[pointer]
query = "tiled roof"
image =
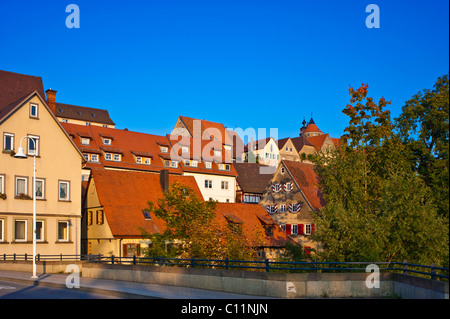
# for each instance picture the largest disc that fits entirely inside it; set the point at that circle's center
(300, 141)
(307, 180)
(15, 87)
(250, 179)
(82, 113)
(252, 217)
(318, 140)
(124, 196)
(123, 142)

══════

> **What is required**
Nothing but the lines from the one that contains "# for each instance" through the end of the listing above should be copied, each exactly as written.

> **Solution to this exercise**
# for each instance picture the largest disc that fits entirely inside it; set the point at that circle's center
(300, 141)
(307, 180)
(15, 87)
(250, 179)
(82, 113)
(252, 217)
(318, 140)
(124, 196)
(123, 142)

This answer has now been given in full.